### Written request:
Copy each of the following records line for line, keeping every character unchanged.
+ + + + + + +
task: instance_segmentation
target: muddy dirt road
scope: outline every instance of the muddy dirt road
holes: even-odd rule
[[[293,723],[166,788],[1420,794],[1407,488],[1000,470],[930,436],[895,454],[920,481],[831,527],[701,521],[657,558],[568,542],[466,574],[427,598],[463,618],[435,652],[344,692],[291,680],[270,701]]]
+ + + + + + +
### Result of this task:
task: instance_segmentation
target: muddy dirt road
scope: outline every instance of the muddy dirt road
holes: even-odd rule
[[[293,723],[166,788],[1420,794],[1407,488],[1000,470],[930,436],[895,454],[920,481],[831,527],[701,521],[657,558],[568,542],[466,574],[427,598],[463,618],[435,652],[344,692],[291,680],[270,701]]]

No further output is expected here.